** Begin Records shown **

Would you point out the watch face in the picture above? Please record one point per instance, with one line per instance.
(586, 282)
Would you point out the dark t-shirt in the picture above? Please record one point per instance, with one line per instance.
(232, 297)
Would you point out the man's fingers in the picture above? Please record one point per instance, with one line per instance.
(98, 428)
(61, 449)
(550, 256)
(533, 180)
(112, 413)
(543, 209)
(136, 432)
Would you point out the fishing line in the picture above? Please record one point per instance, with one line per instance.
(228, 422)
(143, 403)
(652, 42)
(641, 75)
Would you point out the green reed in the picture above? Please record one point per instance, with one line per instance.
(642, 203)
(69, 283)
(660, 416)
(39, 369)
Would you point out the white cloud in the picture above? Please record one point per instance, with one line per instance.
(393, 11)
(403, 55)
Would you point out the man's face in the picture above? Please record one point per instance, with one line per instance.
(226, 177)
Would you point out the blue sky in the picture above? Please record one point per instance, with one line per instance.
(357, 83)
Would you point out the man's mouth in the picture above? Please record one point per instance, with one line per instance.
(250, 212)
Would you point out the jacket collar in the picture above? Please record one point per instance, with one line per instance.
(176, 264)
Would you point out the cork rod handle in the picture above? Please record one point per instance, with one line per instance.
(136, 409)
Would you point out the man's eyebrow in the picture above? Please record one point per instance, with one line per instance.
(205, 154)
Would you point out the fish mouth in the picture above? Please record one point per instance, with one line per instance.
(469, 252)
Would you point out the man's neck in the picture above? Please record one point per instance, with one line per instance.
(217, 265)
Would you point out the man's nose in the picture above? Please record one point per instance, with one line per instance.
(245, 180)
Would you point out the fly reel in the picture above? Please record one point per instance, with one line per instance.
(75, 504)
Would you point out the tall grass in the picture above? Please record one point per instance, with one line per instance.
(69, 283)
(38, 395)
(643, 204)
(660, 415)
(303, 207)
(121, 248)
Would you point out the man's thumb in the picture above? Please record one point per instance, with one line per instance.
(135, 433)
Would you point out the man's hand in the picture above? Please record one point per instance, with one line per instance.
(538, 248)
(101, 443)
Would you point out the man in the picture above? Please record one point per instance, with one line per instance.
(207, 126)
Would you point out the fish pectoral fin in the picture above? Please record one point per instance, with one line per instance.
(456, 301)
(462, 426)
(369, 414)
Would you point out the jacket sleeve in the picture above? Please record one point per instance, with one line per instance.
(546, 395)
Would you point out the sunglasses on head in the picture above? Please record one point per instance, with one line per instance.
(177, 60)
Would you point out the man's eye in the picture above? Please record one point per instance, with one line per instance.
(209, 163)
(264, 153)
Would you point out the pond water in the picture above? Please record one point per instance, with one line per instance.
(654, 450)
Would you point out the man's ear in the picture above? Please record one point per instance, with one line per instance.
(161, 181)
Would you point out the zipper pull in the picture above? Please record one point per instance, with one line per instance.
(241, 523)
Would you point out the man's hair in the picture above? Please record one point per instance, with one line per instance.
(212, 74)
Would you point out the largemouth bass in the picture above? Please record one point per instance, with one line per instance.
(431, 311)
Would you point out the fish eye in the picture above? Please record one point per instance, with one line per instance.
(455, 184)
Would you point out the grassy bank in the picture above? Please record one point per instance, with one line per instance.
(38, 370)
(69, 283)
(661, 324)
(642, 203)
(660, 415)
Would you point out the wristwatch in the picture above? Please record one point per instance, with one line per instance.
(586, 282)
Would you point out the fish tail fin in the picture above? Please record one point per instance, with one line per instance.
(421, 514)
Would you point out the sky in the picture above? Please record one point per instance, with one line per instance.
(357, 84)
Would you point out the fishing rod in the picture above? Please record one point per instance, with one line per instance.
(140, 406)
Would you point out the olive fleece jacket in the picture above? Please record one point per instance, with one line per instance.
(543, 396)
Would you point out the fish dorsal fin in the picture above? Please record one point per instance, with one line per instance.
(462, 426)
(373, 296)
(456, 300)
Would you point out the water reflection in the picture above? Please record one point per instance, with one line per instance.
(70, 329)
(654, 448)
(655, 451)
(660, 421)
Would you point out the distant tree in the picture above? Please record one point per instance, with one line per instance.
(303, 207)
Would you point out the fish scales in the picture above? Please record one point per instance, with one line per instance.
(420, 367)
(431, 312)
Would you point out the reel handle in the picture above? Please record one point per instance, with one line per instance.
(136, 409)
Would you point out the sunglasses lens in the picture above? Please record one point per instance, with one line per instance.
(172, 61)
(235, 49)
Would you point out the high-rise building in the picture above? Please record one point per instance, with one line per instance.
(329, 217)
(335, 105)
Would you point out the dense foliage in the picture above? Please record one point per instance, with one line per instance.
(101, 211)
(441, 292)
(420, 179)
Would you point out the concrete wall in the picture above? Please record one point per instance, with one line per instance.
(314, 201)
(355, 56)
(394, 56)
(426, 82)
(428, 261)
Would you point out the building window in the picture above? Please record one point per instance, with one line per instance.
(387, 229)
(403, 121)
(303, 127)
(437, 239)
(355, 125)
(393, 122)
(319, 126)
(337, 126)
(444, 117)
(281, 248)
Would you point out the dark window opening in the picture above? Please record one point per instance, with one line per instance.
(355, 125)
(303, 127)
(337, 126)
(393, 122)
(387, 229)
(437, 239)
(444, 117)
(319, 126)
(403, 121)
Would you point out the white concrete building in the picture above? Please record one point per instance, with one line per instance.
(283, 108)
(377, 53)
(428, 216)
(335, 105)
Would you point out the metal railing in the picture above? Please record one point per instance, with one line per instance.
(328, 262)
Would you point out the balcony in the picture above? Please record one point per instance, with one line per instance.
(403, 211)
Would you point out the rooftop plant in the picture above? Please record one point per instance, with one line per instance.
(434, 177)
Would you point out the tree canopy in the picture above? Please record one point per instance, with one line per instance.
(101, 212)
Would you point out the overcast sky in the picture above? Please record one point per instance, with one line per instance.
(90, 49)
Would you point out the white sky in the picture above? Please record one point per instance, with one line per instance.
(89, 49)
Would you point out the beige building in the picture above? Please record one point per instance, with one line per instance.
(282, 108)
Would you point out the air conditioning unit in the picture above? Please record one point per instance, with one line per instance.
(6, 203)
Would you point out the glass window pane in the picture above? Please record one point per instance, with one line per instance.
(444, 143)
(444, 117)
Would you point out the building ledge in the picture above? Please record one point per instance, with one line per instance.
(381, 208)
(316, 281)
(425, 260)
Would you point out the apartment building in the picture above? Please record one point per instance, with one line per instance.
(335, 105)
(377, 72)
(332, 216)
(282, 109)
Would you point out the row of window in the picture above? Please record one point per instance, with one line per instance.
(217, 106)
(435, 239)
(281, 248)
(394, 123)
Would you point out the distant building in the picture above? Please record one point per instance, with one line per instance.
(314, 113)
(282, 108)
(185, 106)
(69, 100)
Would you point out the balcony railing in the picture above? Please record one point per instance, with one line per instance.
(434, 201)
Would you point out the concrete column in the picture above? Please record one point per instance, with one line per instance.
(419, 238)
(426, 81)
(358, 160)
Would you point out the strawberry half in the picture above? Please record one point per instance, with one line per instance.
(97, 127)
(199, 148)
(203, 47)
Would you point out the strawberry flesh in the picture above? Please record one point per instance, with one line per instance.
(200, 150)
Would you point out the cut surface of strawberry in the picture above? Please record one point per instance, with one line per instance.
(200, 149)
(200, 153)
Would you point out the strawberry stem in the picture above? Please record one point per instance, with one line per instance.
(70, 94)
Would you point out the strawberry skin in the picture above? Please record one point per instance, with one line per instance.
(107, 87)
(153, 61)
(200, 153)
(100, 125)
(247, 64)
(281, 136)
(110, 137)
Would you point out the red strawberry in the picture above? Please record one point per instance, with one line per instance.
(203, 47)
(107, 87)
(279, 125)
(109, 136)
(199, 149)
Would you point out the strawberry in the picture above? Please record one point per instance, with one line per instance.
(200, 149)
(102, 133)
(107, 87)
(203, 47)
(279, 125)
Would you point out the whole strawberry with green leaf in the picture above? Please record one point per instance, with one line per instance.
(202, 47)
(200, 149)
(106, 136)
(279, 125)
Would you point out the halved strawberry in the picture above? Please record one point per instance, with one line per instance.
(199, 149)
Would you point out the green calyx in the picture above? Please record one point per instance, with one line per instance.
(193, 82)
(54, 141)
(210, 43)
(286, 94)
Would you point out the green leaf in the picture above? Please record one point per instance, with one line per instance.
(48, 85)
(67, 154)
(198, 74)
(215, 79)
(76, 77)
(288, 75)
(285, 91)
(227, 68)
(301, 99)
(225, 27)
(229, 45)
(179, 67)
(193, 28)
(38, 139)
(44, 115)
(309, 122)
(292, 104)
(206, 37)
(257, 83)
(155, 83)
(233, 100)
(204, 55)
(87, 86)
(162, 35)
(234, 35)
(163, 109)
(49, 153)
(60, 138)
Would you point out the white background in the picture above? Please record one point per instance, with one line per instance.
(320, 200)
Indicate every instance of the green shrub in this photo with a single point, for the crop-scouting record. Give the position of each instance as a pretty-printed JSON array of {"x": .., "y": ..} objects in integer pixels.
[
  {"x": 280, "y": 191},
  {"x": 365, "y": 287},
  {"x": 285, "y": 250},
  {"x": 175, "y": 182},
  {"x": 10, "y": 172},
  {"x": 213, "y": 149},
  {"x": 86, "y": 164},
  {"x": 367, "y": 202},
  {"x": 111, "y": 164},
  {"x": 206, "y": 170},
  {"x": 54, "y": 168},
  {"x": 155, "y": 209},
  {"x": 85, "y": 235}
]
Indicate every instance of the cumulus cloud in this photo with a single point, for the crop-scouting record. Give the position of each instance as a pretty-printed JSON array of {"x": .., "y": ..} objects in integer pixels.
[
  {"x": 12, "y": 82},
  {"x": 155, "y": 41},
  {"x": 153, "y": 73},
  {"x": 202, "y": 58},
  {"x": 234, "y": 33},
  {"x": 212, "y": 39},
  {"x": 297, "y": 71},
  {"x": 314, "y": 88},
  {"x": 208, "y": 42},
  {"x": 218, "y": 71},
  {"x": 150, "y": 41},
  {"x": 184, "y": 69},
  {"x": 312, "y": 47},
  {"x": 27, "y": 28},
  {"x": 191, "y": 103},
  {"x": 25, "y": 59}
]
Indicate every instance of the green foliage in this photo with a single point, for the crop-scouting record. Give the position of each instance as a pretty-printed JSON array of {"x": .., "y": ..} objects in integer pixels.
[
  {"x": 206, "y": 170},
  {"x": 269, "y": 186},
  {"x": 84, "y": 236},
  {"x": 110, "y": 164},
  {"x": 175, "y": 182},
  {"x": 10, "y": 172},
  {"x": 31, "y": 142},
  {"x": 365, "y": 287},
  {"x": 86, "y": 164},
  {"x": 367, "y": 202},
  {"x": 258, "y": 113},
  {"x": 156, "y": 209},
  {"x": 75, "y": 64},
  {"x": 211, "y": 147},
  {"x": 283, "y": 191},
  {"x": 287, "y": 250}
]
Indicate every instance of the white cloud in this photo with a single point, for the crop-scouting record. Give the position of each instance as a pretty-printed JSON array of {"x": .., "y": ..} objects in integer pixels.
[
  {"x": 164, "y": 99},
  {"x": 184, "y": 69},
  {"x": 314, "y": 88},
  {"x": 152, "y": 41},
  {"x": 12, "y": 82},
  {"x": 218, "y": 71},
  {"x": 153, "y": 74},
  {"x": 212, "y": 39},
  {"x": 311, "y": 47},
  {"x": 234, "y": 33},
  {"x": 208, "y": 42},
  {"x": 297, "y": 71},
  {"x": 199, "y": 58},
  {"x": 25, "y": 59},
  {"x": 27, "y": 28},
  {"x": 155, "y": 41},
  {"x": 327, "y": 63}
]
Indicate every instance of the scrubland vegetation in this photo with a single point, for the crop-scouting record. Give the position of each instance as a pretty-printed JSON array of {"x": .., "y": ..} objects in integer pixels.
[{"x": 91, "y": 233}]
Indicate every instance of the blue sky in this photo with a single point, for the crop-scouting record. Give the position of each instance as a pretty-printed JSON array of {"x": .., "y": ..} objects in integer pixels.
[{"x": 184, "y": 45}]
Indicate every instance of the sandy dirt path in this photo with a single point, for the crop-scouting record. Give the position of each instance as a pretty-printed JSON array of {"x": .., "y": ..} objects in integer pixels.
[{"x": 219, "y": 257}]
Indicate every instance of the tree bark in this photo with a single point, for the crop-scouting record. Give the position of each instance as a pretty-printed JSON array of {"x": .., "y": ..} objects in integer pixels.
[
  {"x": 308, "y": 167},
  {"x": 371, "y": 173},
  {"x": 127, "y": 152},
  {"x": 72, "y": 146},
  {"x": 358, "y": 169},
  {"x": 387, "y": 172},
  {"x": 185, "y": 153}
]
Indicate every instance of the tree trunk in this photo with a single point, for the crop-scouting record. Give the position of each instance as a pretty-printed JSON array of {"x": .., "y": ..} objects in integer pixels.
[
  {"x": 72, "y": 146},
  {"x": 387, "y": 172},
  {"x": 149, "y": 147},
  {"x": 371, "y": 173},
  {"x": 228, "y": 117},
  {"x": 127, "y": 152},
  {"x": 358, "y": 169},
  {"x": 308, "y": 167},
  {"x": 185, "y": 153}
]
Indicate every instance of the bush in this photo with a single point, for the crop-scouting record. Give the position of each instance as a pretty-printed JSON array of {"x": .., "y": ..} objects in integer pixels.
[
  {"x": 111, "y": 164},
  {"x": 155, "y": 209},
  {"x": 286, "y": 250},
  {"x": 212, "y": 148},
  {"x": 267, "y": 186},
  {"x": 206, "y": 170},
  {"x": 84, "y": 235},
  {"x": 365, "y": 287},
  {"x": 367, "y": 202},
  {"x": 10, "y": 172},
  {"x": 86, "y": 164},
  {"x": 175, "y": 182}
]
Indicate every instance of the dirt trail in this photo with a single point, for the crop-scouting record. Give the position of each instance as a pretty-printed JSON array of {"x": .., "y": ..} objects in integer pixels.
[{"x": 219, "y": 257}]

** End Records shown **

Exercise directions :: Reproduce the lines from the one containing "Indicate every instance of the tree trunk" to the end of the entries, keeping both ends and adding nothing.

Exercise result ::
Indicate every instance of the tree trunk in this photo with a single point, for the crop-scouting record. Give the position of each instance as a pretty-printed JSON array of {"x": .., "y": ..} objects in integer pixels.
[
  {"x": 72, "y": 146},
  {"x": 387, "y": 172},
  {"x": 149, "y": 147},
  {"x": 371, "y": 173},
  {"x": 228, "y": 117},
  {"x": 127, "y": 152},
  {"x": 358, "y": 169},
  {"x": 308, "y": 167},
  {"x": 185, "y": 153}
]
Indicate every instance of the bush in this photo with a single point, for the crop-scouting record. Give the position of each instance as a pretty-printed JSON array of {"x": .., "y": ..} objects in integer pixels.
[
  {"x": 111, "y": 164},
  {"x": 155, "y": 209},
  {"x": 286, "y": 250},
  {"x": 212, "y": 148},
  {"x": 267, "y": 186},
  {"x": 206, "y": 170},
  {"x": 84, "y": 235},
  {"x": 365, "y": 287},
  {"x": 367, "y": 202},
  {"x": 10, "y": 172},
  {"x": 86, "y": 164},
  {"x": 175, "y": 182}
]
Indicate every instance of the dirt trail in this photo with a single point, for the crop-scouting record. Give the position of each instance as a pretty-printed JSON array of {"x": .., "y": ..} objects in integer pixels.
[{"x": 219, "y": 257}]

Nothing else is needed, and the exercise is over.